>> Begin EXCERPTED PASSAGE
Rice rejected all of these views concerning the provision of education to the poor. Education for Rice was a means for the poor to have the possibility of reaching the potential for a fuller humanity. He believed that children who had been schooled would become more effective adults, while the lot of the uneducated would be further marginalisation as industrialisation, newspapers, and later “railways and the telegraph brought the World to Hibernia”. (Jordan cited in McLoughlin) (see McLoughlin pp126-134)


1802 Edmund decides to act - he begins a night-school at New Street

Thirteen years after the death of his wife, Edmund made his first definitive move towards making a reality of his dream to right the injustices of the poor. His wife had inherited some livery stables and a hay store in 'Elliots Yard' in New Street, where visitors to the city stabled their horses and coaches. Edmund, in 1802, had them renovated, and began a night school for 'street kids', while still carrying on his business by day. Six boys attended his first class, but soon Edmund was overwhelmed with boys seeking learning. His two volunteer assistants, one of whom was Thomas Quann, could not endure the labours involved in teaching such unruly boys.

He took on two assistants, paid for out of his own pocket. But they too gave up and told him that not for all the money in the world could they stay any longer with those uncontrollable boys. Edmund was now alone not only unable to cope but also facing the criticism of his business associates for his foolhardy venture. However, not all of them were so critical, for some put pressure on the Protestant Bishop to give Edmund permission to start a school when first he had refused. But God was not to be thwarted. Unexpectedly two men from Edmund’s native Callan, Thomas Grosvenor and Patrick Finn, came not only to help him in the school but also to join him in his enterprise of founding a religious congregation.
>> End EXCERPTED PASSAGE
## WHAT IS ASKED
Decide whether each statement below agrees with the passage on Edmund Rice's night school, answering yes or no and quoting the words of the passage that settle it: 1. Six boys came to Edmund's first class. 2. Edmund gave up his business to run the night school. 3. The two assistants Edmund paid for himself stayed on with him.
>> Begin DATASET RECORDS
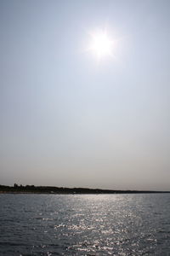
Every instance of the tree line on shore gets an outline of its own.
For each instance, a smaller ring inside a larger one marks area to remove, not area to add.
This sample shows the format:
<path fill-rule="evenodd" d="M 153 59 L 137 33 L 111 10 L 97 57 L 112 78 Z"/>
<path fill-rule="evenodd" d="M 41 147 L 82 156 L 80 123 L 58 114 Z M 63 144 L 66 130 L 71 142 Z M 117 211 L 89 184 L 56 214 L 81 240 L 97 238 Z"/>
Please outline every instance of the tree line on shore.
<path fill-rule="evenodd" d="M 34 186 L 0 185 L 1 193 L 36 193 L 36 194 L 141 194 L 141 193 L 170 193 L 170 191 L 151 191 L 151 190 L 112 190 L 87 188 L 63 188 L 54 186 Z"/>

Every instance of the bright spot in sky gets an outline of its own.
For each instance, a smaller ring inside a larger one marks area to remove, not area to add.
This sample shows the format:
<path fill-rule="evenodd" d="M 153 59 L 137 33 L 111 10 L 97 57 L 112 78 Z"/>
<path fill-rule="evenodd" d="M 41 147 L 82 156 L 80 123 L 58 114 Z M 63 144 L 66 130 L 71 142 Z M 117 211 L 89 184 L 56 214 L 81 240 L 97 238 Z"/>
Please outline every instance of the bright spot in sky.
<path fill-rule="evenodd" d="M 110 38 L 105 30 L 97 31 L 90 34 L 91 43 L 88 49 L 98 60 L 113 54 L 114 42 Z"/>

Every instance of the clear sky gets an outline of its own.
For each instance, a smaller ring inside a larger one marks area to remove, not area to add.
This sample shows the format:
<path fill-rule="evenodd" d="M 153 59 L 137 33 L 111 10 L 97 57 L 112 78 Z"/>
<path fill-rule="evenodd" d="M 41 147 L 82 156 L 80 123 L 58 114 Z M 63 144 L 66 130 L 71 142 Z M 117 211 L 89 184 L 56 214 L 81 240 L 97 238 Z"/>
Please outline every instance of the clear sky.
<path fill-rule="evenodd" d="M 0 32 L 1 184 L 170 189 L 169 0 L 0 0 Z"/>

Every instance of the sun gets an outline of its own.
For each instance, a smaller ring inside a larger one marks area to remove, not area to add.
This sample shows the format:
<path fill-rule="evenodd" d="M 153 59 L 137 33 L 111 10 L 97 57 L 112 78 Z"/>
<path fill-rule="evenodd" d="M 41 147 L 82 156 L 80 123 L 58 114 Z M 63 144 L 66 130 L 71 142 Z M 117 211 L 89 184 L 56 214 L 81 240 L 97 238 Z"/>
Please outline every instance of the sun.
<path fill-rule="evenodd" d="M 90 36 L 91 42 L 88 49 L 96 55 L 98 60 L 112 55 L 114 42 L 105 30 L 94 32 Z"/>

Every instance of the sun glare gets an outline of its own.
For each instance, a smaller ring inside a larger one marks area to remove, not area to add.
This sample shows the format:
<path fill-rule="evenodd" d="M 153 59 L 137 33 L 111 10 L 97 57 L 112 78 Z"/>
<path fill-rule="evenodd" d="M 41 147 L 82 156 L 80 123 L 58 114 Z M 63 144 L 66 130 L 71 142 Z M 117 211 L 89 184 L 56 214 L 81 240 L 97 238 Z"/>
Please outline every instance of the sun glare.
<path fill-rule="evenodd" d="M 89 50 L 97 56 L 98 60 L 110 56 L 113 51 L 113 41 L 110 40 L 105 31 L 91 33 Z"/>

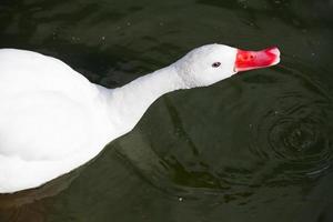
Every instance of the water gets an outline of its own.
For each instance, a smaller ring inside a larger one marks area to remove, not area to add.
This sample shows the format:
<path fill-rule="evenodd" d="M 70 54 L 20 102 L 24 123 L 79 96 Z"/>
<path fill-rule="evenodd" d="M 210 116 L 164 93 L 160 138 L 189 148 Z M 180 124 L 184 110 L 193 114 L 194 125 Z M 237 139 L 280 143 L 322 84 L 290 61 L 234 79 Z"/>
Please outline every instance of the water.
<path fill-rule="evenodd" d="M 282 62 L 169 93 L 90 164 L 0 195 L 0 221 L 333 221 L 330 0 L 0 3 L 0 47 L 114 88 L 220 42 Z"/>

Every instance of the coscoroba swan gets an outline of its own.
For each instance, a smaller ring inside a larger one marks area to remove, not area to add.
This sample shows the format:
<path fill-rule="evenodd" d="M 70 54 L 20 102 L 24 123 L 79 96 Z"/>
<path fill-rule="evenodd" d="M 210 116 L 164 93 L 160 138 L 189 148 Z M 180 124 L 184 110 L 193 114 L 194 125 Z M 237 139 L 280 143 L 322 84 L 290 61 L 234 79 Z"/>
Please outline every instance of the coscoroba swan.
<path fill-rule="evenodd" d="M 131 131 L 162 94 L 276 64 L 278 48 L 208 44 L 121 88 L 89 82 L 62 61 L 0 50 L 0 193 L 37 188 L 94 158 Z"/>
>> End DATASET RECORDS
## THE REPLY
1. Yes: "Six boys attended his first class"
2. No: "while still carrying on his business by day"
3. No: "But they too gave up and told him that not for all the money in the world could they stay any longer with those uncontrollable boys."